Federalism in Nepal: Contested past, controversial present, and challenged future

At his first formal meeting since joining the Rastriya Swatantra Party as its “senior leader” and the presumptive Prime Minister,  also ex-mayor of Kathmandu Metropolitan City Balendra Shah,  asked rhetorically, “Isn’t Janakpur the capital of the province? Why go  to Kathmandu if it is the capital? Why can’t all of the work be completed  here?’ He then delivered the punchline to clarify his party’s commitment  to federalism: “Therefore, the province should be strengthened so  that residents don’t have to go to Kathmandu.” However, federalism is  interpreted differently in different settings.

In the sanitised seminars of Kathmandu and the smoke-filled tea  shops of Janakpur, federalism means different things. In the capital, it is  often reduced to a question of fiscal transfers to “subordinate agencies”  and administrative efficiency—in essence, not even devolution but mere  decentralisation.  

This article is a part of The Hindu’s e-book: Nepal’s new political moment

In the plains and the hills beyond the Ring Road, it is about identity,  empowerment and dignity. The disjuncture between these two  imaginations explains why, even a decade after the promulgation of  the Constitution of 2015, federalism in Nepal remains a project under  contestation rather than a settled compact. 

Ex-mayor Shah’s commitment to stronger provinces is diametrically  opposite to his earlier position of federalism. In 2022, he had voted in  elections for the federal parliament but skipped casting his ballot for the  provincial assembly. The Rastriya Swatantra Party, of which he is now a  senior leader, hadn’t fielded its candidates in provincial elections. It seems  that the party has realised that the constituency for federalism in Nepal is  so strong that no political party with national ambition can afford to ignore  it despite their centralist convictions. 

Unitary Reflex 

The demand for federal restructuring did not emerge from a donor’s  toolkit, as some remnants of the monarchist order allege, nor solely from a  Maoist manifesto, as its later proponents sometimes imply. Its intellectual  genealogy reaches back to the 1950s, when Raghunath Thakur began  articulating the structural marginalisation of the Madhesh—the northern  extension of the Gangetic plains, stretching east to west along Nepal’s  border with West Bengal, Bihar and Uttar Pradesh. In the brief democratic  interlude following the fall of the Rana regime, Thakur argued that a highly  centralised Kathmandu could not authentically represent a country defined  by multiple languages, castes and regions. His call was not for secession, but  for accommodation within a more inclusive state and justice for Madhesh. 

Yet Thakur’s warnings were soon swept aside. The 1960 royal-military  coup by King Mahendra buried the fragile democratic experiment under  the weight of an authoritarian vision. The Panchayat regime’s catechism— “one language, one dress; one king, one nation,” reflecting the monoethnic  dominance of the hegemonic Khas-Arya group—did more than dissolve  parliament; it sacralised uniformity. The division of the country into 14  zones and 75 districts was an exercise in administrative cartography, not  political devolution. Federalism was recast as treason. For two decades,  even the very vocabulary of autonomy was erased from official discourse.

_Required tasks_.
**a.** Please list every person the article on federalism in Nepal mentions by name.
**b.** Pick up the article on federalism in Nepal after its last sentence and keep writing it in the same style.

_Information supplied_.

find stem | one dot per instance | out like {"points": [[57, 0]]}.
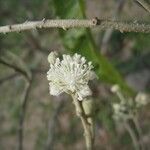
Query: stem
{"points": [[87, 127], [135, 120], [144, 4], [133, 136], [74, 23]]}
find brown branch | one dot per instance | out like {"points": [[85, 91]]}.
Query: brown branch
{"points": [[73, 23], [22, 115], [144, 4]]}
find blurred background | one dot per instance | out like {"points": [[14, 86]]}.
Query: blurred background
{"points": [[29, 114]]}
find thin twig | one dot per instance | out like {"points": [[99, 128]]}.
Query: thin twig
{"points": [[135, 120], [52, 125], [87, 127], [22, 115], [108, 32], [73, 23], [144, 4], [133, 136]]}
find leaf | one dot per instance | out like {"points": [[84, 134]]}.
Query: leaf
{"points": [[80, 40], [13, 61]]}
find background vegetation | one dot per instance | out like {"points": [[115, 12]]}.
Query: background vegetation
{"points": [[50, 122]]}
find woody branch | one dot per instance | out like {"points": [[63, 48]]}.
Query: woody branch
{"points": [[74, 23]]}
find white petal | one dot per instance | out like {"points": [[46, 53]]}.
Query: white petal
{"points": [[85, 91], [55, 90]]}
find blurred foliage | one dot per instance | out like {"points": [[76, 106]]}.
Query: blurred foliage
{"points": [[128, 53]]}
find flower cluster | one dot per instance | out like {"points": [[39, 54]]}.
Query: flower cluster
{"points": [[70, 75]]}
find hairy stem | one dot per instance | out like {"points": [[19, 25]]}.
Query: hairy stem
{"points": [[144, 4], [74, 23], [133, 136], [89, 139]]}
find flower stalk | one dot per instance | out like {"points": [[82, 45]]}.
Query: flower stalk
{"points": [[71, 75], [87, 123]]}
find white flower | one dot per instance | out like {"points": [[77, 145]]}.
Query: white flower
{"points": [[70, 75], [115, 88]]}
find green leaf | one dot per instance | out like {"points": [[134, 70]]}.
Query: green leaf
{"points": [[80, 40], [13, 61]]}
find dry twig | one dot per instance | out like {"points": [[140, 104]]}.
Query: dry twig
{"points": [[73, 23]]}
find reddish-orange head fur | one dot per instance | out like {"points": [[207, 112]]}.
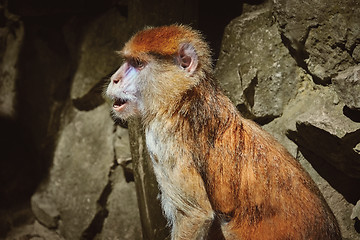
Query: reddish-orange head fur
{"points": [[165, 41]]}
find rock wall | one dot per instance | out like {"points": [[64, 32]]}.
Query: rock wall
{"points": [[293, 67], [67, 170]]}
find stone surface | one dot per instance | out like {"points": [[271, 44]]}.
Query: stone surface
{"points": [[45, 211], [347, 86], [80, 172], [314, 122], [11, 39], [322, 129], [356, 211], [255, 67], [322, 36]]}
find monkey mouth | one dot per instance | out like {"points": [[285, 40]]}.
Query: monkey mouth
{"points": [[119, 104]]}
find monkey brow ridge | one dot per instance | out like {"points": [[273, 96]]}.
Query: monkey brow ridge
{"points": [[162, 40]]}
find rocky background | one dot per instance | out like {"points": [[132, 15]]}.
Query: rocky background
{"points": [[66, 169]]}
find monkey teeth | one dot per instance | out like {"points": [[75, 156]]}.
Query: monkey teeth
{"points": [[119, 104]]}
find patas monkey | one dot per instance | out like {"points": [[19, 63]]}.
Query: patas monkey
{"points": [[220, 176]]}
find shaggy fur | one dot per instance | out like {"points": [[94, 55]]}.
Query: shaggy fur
---
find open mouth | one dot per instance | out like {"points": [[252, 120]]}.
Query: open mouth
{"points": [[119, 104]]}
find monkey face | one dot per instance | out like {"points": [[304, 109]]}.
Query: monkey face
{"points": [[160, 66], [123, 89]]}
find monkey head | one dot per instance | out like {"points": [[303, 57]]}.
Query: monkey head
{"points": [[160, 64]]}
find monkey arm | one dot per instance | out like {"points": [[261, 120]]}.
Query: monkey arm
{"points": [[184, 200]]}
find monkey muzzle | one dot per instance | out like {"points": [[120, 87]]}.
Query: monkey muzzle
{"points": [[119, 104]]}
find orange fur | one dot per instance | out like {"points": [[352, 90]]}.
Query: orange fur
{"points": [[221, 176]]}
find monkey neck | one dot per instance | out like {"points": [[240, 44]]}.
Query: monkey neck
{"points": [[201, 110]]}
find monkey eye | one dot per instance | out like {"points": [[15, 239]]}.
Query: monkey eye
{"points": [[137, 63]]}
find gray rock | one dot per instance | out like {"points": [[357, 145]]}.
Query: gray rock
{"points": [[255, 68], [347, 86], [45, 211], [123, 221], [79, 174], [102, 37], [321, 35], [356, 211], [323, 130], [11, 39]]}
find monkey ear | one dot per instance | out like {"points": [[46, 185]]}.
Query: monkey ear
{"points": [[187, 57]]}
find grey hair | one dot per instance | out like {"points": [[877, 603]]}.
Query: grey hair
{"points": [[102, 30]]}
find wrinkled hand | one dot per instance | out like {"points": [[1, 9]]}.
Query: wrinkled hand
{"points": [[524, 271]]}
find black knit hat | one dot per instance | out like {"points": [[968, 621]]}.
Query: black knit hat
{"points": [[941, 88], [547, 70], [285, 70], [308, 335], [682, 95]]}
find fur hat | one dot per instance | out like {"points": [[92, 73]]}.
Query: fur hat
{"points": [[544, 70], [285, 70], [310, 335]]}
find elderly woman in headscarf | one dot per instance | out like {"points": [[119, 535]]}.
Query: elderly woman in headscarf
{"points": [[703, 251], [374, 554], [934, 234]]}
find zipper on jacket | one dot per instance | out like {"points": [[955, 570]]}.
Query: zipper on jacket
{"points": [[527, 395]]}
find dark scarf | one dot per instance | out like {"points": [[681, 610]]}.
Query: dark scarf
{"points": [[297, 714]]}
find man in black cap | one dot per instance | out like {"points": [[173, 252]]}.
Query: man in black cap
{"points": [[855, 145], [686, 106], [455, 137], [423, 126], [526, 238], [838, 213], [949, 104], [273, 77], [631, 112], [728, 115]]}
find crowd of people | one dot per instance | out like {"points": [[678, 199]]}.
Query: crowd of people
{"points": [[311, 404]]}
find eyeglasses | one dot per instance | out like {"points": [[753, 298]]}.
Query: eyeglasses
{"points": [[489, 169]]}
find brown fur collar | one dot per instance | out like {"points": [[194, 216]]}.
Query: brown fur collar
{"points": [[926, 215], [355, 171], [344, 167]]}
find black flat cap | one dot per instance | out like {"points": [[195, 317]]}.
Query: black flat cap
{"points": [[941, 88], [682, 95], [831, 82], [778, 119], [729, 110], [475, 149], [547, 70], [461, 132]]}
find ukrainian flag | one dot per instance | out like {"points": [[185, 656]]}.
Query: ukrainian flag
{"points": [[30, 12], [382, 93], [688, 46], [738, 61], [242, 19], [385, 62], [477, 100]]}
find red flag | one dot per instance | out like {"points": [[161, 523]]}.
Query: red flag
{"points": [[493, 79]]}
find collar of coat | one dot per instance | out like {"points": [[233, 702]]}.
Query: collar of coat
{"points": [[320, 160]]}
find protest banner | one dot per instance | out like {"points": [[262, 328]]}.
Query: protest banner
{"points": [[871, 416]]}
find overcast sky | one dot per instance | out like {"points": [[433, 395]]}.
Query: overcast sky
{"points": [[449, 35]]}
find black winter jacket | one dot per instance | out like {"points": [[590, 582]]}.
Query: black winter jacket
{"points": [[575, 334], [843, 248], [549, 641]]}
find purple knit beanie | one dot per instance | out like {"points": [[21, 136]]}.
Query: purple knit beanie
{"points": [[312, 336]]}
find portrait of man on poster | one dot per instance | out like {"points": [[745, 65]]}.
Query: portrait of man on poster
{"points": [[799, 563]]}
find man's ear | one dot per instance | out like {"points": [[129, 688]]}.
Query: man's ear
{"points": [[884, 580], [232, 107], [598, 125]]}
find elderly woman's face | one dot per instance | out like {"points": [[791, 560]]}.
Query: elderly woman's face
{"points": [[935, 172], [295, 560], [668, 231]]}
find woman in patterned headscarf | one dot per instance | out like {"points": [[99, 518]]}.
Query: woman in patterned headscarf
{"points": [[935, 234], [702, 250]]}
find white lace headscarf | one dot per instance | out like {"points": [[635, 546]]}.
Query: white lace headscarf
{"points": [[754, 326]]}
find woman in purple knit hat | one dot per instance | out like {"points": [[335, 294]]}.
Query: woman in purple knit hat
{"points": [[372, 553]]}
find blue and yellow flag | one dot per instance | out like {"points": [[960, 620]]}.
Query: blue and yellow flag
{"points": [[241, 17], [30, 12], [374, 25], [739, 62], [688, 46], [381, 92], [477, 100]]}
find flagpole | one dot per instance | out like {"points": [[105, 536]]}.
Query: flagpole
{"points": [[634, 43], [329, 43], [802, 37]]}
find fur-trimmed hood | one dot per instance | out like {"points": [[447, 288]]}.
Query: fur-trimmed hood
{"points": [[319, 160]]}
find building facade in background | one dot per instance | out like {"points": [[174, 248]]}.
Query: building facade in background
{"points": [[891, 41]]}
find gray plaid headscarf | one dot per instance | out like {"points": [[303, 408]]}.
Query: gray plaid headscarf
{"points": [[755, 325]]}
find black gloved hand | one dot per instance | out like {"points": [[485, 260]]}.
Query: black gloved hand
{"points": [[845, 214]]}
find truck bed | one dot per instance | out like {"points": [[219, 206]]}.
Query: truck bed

_The results_.
**a.** Balendra Shah, Raghunath Thakur, King Mahendra

**b.**
Cultural geography 

The early 1980s cracked open this enforced silence. The Harka Gurung  report on internal migration, though technocratic in intent, exposed the  asymmetries between hills and plains. It offered empirical legitimacy to  what the peripheries had long intuited: The state’s development model was  structurally skewed. 

Gajendra Narayan Singh, a committed cadre of the Nepali Congress,  seized the moment. Through the Nepal Sadbhavana Parishad, he proposed  a three-province model—Mountain, Hill, and Terai—breaking with his former  party affiliation to pursue what he called a politics of dignity. His vision  was modest in scale but radical in implication: a geographically grounded  federalism that reflected the contours of culture across Nepal. From east  to west, the lifestyles of the Himalayan region aligned closely with Tibetan practices; the peoples of the mountains and valleys of the Mahabharata  ranges adhered to the Sanatan faith, which stretches from Himachal  Pradesh and Uttarakhand in the west to Sikkim and Assam in the east. In  the Ganga plains, the international border cuts through communities that  share language, culture, and history. For the first time since Thakur, federal  restructuring was placed firmly on the national agenda. 

Yet the 1990 Constitution, born of the People’s Movement, opted  for continuity over rupture. The restored multiparty system retained  the unitary architecture. Even Singh, constrained by the demands of  parliamentary arithmetic, tempered his federal insistence in favour of  incremental inclusion. Liberalism arrived and sovereignty shifted from the  king to the people, but the state’s structure remained Panchayat in all but  name. Majoritarianism reduced parliament to an instrument of the Khas Arya elite—a group of Brahman-Kshetriyas from Gorkhali Court that had  retained its hold over the polity and society of the country for 250 years  and evolved into the Permanent Establishment of Nepal (PEON). 

Renewed aspirations 

The Maoist insurgency (1996–2006) detonated the debate. By  linking federalism to self-determination, the rebels reframed it from an  administrative reform to a question of historical justice. Their proposal of  autonomous ethnic and regional units—modelled loosely on the Chinese  system—was less about comparative constitutionalism and more about  mobilisation. Janajatis and Madhesis heard, perhaps for the first time, a  promise that the map of Nepal could reflect their names.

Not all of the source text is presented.